Text section:
# Pistol Case with no liner



## alaskagypsy (Jan 31, 2009)

I have a friend who wants a case built for 2 - 45 Ruger revolver pistols. Stainless steel. He wants the case made out of one block of wood, split in two, then carve out top and bottom for the pistols to fit in tightly. No felt, nothing - just wood to metal. I'm concerned that no matter how tight I make it, there will be wear on the metal and wood. Also he wants it long enough so I can carve a handle on one end so it is carried like you'd carry a lunch box. Any suggestions, comments would be appreciated.


----------



## Mike (Nov 22, 2004)

Wasn't there a movie about this? (Just kidding) Ron once you have made 10 posts you will be able to Private Message other forum members and I think Daveinvegas is the person to ask about this. Dave builds custom gun cases with unusual designs. To get your 10 posts quick visit the show and tell section and comment on the projects you see there.


----------



## daveinvegas (Nov 6, 2011)

I own several firearms and I would advise against placing a pistol in an unlined box. But, you can route a cavity out of the wood in the shape of the revolver that should limit movement to some degree to prevent damaging the finish. In my opinion it would have to be a fairly snug fit.


----------



## bobj3 (Jan 17, 2006)

Hi Ron

Once you get the box done you could put some letters on it for him 
" This Is Stick UP , Hands Up "  LOL ,but I would not sign the box with your name 

====



alaskagypsy said:


> I have a friend who wants a case built for 2 - 45 Ruger revolver pistols. Stainless steel. He wants the case made out of one block of wood, split in two, then carve out top and bottom for the pistols to fit in tightly. No felt, nothing - just wood to metal. I'm concerned that no matter how tight I make it, there will be wear on the metal and wood. Also he wants it long enough so I can carve a handle on one end so it is carried like you'd carry a lunch box. Any suggestions, comments would be appreciated.


----------



## CJnAustell (Feb 12, 2012)

*great project*

thanks for suggestion. have seen daveinvegas posts and good stuff


----------



## TimmerwerkTV (May 9, 2012)

nice case


----------

Information provided:

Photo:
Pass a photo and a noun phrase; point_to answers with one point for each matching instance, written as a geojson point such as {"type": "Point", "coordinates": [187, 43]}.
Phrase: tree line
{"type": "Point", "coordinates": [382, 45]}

Given exercise:
Reproduce word for word the portion of the pistol case thread between "Wasn't there a" and "you see there.", inclusive.

Task solution:
Wasn't there a movie about this? (Just kidding) Ron once you have made 10 posts you will be able to Private Message other forum members and I think Daveinvegas is the person to ask about this. Dave builds custom gun cases with unusual designs. To get your 10 posts quick visit the show and tell section and comment on the projects you see there.